## Start Selected text

Dual-lens smartphone cameras are coming - emanuer
http://www.engadget.com/2014/02/26/corephotonics-dual-lens-smartphone-camera/
======
jawns
Contrary to what the headline implies, dual-lens smartphones came a long time
ago. I had an HTC EVO 3D
([https://en.wikipedia.org/wiki/HTC_EVO_3D](https://en.wikipedia.org/wiki/HTC_EVO_3D))
for more than a year. It came with two lenses, which allowed it to take 3D
stills and video. It also came with a special articulated screen that allowed
you to view those 3D images/movies right on your smartphone.

Sounds great, right? Well, I used the dual lenses to take a 3D still or video
maybe, oh, half a dozen times. Why? One reason was that the screen hurt my
eyes when in 3D mode. Another reason was that unless someone else had a 3D
screen, I wouldn't be able to share the files with them. And another reason
was that except for some gimmicky action effects in the movies, 3D isn't
really all that spectacular.

But it sounds like what's going on here, with the different focal lens stuff,
is a lot different than just a 3D gimmick, and I'm interested to see what can
be made of it.

Actually, one thing mentioned in the article -- depth analysis, to generate
blurred backgrounds -- would, in principle, work on the HTC EVO 3D. Actually,
I'm kind of bummed now that I didn't look into whether any existing software
could do it. I would have liked to have been able to generate 2D stills that
have an algorithmically generated shallow depth of field, sort of like what
the Lytro ([https://www.lytro.com](https://www.lytro.com)) light field camera
does.

## End Selected text

**What to produce**.
In the thread on dual-lens smartphone cameras, which phone with two lenses did the commenter own for more than a year? The rows stand apart from the thread on dual-lens smartphone cameras.

## Start Stored rows

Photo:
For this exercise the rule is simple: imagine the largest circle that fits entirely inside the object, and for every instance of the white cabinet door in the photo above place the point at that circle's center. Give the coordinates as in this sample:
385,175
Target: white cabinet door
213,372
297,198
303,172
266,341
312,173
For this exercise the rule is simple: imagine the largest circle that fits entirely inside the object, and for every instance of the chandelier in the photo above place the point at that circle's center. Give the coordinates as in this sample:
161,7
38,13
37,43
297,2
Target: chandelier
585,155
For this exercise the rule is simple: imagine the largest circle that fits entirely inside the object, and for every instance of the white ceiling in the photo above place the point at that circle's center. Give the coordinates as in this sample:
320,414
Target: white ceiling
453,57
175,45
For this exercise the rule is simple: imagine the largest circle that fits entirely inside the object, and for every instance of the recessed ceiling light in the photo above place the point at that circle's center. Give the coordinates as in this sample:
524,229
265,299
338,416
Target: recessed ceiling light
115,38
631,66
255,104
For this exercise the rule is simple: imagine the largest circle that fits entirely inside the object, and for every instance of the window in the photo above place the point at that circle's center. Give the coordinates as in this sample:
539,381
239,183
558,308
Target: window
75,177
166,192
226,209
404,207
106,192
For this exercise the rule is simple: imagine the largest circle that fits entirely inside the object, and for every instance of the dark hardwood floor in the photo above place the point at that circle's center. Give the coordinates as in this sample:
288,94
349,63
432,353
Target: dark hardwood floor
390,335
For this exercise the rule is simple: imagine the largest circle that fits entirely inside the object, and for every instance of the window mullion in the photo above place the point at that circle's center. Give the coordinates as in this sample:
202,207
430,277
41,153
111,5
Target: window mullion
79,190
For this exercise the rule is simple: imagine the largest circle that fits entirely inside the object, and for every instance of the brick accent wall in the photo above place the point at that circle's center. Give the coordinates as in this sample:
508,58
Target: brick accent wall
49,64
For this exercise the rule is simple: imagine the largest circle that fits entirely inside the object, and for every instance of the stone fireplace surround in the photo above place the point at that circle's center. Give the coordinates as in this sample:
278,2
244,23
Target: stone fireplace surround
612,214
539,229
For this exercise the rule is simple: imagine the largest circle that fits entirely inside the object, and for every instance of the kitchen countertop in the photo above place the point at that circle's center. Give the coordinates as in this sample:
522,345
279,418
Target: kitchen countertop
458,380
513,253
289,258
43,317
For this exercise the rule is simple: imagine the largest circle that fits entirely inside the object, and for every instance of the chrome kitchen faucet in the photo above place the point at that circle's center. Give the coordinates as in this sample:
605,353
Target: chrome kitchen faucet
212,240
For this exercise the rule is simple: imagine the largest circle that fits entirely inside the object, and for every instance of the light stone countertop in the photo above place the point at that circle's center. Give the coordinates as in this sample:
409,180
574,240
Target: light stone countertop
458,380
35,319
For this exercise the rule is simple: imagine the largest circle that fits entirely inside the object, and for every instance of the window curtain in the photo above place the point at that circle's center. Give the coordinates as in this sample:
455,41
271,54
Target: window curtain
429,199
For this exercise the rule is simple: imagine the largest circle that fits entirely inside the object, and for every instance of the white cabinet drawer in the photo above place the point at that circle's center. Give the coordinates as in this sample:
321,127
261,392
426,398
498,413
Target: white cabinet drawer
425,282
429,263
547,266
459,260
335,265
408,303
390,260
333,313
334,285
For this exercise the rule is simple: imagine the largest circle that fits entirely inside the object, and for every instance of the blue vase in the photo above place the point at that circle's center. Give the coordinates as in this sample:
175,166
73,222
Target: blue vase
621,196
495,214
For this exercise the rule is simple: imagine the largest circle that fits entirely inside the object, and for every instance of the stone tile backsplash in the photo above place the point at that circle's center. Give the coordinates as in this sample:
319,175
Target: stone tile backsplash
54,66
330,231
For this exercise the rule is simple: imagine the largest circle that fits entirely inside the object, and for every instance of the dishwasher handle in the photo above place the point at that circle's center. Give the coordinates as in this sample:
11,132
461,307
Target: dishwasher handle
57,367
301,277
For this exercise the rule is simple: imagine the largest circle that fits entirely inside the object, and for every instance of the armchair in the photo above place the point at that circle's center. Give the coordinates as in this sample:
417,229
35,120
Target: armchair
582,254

## End Stored rows

**Full solution**.
The HTC EVO 3D.